● **DATA TO PROCESS**:
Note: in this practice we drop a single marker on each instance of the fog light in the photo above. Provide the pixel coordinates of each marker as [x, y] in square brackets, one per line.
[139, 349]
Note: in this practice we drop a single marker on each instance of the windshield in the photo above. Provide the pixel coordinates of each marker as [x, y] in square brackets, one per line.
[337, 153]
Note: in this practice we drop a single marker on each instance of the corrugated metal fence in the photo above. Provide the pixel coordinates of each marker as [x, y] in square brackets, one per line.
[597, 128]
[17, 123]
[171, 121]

* * *

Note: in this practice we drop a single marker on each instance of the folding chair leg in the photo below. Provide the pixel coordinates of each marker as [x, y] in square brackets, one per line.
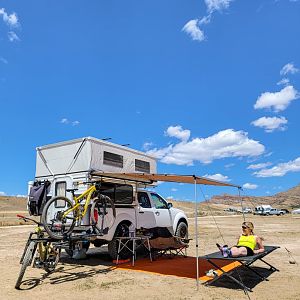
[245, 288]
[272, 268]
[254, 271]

==

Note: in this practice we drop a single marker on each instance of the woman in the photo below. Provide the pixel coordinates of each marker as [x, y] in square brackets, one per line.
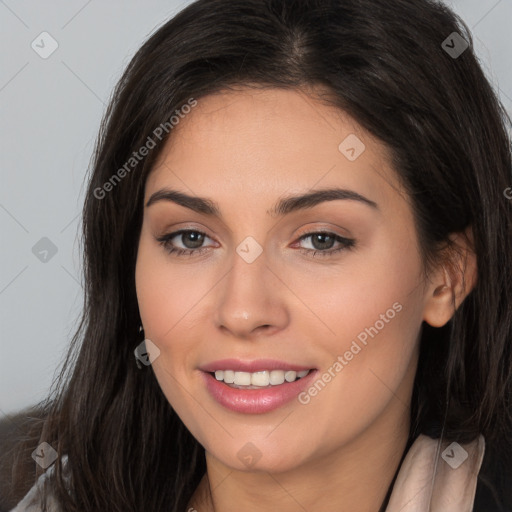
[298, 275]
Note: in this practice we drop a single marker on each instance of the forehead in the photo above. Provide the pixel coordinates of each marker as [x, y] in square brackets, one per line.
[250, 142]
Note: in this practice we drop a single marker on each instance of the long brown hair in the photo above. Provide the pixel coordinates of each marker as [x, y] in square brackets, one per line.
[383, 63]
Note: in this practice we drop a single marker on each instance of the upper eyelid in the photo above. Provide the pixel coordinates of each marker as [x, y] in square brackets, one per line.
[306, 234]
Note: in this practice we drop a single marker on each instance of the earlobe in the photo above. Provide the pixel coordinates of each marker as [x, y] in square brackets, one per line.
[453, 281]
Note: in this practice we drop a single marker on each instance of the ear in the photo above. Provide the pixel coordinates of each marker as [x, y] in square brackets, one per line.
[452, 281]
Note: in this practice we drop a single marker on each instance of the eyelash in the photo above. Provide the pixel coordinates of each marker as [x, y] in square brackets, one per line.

● **EXERCISE REQUIREMENTS**:
Your reply is to be an exact repeat of the listing above from the line holding "of the woman" down to the line holding "of the eyelash", ends included, pictures excluded.

● **EXERCISE SOLUTION**:
Note: in this practice we drop a single marker on each instance of the woman in the photo below. Provide the pixel coordinates of each marker as [x, y] in square brackets, one per line.
[298, 275]
Note: in this practice we drop a single marker on each instance of the forehead in the photo above. Provide the pixel coordinates of each marker as [x, y] in square brackets, one per line.
[250, 142]
Note: in this practice we drop a single marker on each instance of the long brown hair in the photo above. Provide the pixel coordinates of each marker as [x, y] in square brackets, one per line.
[383, 63]
Note: in this practice we drop a single marker on each instance of the upper eyelid in the photo above. Provide the pixel coordinates of each marker as [x, y] in square brackets, one per line.
[306, 234]
Note: in this practice we drop a single marker on each instance of the earlobe in the photo above. Provide the pixel coordinates of each marker as [x, y] in square brackets, one per line.
[453, 281]
Note: in this practice we drop a single marker on each instance of the ear in the photo above. Provide the pixel coordinates of each marker as [x, y] in square brackets, one per line.
[452, 281]
Note: in this practice we drop a single marker on each instance of the eyelash in the photo above. Provide the pixel coordinates of each marker as [x, y] in square brackets, one per line.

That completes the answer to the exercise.